## Source extract:
Processing Game Birds  

Game Birds can be tough. They spend most of their life on the move, unlike battery chickens, so have far denser and tougher meat than farm raised birds.

The single most important part of processing game birds is to allow them to rest and allow the proteins in the meat that make it tough break down. This will turn a tough bird into something far more palatable.

To overcome the toughness the simplest approach is to leave the birds in the fridge for at least two weeks before processing them. One week doesn’t seem to be enough, with birds still coming out of the oven tough. After two weeks you will notice a real change in the composition of the flesh. It will become softer to the touch.

One of Simon Lusk’s game fridges just before the birds were processed and the fridge cleaned. 

Birds left to settle for two weeks are very easy to cook as they will not be tough, and toughness is really hard to deal with when roasted or fried. Breast fillets can be pan fried and come out very tender, and whole quail are beautiful pan fried.

I have never left a bird hanging for three weeks and green, or until its neck breaks, or until it can be shaken and its feathers fall out. That is how they were allegedly treated in England, but when I have shot in England I have only ever heard of one bloke who did this, and this was a mistake. He was given some birds and forgot about them, and found them three weeks later and they were green. He reckoned he was not going to get another bird that season, so even though they were green he cooked them, and they were the best birds he has ever had.

## Activity 1:
According to the game bird processing text, how long should birds be left in the fridge before they are processed?
## Activity 2:
Retype the game bird processing text between "One of Simon" and "beautiful pan fried.", inclusive, with no changes.

## Data section:
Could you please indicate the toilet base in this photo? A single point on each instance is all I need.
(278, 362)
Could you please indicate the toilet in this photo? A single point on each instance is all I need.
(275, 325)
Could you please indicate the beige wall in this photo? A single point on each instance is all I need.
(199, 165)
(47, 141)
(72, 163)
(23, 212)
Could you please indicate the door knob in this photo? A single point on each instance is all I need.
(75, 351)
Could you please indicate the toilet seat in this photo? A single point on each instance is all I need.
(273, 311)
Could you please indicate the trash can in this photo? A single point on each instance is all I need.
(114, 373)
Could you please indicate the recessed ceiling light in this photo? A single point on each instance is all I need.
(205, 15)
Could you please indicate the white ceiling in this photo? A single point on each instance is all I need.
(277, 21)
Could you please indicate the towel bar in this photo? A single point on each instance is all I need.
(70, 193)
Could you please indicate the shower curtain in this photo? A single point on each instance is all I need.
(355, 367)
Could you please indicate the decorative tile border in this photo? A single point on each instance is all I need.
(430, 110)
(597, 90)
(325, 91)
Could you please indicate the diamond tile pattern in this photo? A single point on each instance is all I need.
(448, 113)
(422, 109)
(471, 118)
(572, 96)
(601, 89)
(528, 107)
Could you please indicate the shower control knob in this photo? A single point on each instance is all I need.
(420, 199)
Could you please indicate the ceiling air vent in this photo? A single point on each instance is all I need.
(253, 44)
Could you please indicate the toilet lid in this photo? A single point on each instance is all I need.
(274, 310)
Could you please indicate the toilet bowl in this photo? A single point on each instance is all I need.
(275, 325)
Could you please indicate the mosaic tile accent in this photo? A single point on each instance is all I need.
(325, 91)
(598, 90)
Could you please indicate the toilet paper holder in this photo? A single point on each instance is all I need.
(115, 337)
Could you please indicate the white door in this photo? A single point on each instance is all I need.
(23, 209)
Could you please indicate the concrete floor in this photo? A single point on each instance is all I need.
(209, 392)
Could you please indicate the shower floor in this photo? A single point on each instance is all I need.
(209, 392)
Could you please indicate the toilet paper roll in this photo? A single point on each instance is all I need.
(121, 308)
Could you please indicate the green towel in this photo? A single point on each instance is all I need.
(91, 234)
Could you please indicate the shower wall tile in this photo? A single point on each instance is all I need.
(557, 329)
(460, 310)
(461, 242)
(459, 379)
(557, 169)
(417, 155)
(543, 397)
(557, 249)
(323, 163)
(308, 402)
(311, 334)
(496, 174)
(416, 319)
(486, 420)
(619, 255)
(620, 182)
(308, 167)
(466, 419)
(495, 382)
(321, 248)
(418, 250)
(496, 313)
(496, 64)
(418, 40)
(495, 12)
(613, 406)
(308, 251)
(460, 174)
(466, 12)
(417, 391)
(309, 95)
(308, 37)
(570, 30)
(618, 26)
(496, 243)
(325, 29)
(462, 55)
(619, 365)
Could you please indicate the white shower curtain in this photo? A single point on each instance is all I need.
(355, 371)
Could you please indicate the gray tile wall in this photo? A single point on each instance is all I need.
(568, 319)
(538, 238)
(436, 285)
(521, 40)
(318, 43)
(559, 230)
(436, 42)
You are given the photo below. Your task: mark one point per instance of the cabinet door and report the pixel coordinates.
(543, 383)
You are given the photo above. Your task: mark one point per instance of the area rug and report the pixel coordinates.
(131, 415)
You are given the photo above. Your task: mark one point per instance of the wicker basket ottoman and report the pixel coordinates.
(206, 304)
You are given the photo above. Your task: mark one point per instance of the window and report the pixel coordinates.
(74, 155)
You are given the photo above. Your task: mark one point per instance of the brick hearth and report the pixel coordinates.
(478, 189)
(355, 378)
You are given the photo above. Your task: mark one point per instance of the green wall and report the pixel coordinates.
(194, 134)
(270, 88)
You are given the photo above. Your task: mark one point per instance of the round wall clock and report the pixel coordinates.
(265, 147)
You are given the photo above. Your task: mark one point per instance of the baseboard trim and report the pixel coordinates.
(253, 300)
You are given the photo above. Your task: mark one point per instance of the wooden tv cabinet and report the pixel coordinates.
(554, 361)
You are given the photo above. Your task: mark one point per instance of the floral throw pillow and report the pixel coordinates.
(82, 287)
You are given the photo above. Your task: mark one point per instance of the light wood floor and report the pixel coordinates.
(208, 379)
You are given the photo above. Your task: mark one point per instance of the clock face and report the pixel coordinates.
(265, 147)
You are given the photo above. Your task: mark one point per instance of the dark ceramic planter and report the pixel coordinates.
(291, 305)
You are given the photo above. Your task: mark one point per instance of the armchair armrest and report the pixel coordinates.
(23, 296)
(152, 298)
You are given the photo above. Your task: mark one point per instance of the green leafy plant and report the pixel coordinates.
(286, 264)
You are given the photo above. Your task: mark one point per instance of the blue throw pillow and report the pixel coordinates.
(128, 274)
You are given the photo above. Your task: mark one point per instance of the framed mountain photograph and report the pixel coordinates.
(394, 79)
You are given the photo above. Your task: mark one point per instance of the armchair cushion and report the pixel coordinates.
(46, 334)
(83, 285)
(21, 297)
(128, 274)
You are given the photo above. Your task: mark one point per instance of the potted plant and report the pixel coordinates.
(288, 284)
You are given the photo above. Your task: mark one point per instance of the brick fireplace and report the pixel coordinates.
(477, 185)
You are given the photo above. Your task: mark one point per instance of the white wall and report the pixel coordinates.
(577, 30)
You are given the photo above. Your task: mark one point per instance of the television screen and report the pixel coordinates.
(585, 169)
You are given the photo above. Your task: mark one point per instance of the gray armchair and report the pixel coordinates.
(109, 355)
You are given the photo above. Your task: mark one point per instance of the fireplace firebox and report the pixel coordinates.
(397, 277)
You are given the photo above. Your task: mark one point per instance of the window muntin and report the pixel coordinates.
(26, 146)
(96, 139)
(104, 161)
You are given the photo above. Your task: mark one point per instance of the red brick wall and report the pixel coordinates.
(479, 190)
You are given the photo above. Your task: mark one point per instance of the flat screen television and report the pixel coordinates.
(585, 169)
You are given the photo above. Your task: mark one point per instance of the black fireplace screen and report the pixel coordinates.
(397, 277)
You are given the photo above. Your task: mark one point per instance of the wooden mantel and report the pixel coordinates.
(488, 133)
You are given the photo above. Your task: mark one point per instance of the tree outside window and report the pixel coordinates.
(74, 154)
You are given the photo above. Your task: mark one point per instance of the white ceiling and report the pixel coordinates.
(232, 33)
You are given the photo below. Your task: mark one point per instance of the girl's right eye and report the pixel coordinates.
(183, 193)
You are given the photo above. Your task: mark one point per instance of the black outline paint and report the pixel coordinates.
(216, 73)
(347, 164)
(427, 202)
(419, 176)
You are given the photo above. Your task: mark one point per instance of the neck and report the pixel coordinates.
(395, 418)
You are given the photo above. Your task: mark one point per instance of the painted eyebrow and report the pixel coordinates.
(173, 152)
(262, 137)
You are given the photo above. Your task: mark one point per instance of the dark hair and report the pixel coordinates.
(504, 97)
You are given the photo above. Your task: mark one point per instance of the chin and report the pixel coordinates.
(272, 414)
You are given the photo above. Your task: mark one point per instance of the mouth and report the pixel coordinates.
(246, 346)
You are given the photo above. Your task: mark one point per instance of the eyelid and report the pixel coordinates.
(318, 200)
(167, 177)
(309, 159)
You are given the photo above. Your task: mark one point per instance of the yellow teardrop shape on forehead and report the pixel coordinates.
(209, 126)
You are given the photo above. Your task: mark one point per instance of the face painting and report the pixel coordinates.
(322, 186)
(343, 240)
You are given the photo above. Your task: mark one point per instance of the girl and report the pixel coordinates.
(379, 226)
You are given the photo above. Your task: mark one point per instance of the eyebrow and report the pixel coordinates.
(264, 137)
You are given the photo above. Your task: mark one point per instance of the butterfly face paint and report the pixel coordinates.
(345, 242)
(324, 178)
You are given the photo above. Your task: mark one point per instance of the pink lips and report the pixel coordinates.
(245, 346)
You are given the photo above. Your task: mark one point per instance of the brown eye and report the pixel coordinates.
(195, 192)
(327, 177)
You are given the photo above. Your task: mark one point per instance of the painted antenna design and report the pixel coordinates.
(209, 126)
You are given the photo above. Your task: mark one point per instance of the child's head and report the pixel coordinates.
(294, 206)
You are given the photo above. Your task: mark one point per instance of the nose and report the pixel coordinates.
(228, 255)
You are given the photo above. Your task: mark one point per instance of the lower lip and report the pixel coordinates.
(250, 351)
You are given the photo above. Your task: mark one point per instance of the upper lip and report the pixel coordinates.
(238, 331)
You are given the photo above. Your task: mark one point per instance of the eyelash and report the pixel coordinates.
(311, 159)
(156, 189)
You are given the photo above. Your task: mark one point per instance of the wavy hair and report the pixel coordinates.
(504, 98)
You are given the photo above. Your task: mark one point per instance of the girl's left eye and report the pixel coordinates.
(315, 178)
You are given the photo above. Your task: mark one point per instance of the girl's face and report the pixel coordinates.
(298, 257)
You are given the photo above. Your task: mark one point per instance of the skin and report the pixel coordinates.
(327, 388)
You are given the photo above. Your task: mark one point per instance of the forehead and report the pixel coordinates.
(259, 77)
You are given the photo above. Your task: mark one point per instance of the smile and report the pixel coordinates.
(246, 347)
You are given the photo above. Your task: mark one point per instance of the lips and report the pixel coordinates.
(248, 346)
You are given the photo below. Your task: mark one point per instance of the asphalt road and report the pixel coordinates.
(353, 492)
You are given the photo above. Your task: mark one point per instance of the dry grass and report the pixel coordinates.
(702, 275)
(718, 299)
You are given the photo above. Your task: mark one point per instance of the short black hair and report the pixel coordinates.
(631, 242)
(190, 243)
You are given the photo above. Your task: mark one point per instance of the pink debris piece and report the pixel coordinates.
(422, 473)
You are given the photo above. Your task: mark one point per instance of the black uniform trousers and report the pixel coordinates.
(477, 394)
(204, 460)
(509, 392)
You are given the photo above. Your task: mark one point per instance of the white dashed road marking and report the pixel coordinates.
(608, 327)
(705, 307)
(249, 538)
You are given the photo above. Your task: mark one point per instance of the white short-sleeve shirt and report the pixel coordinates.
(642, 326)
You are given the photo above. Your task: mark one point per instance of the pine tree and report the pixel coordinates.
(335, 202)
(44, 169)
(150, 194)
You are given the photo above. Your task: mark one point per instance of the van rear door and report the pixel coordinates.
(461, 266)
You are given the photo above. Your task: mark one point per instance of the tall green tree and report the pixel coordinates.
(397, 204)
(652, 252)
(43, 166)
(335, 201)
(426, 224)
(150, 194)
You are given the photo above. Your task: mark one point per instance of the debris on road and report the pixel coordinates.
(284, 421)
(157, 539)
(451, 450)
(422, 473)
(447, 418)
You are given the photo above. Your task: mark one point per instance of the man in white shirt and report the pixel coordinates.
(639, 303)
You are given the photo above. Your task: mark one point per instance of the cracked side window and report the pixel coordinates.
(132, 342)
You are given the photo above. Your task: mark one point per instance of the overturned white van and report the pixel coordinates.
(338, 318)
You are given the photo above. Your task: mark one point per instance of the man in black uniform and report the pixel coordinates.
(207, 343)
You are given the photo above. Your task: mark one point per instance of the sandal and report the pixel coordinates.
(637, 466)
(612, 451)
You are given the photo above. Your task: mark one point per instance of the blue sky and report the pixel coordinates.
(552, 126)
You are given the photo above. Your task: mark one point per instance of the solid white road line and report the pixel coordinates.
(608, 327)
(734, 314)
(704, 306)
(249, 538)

## Response area 1:
At least two weeks.

## Response area 2:
One of Simon Lusk’s game fridges just before the birds were processed and the fridge cleaned. 

Birds left to settle for two weeks are very easy to cook as they will not be tough, and toughness is really hard to deal with when roasted or fried. Breast fillets can be pan fried and come out very tender, and whole quail are beautiful pan fried.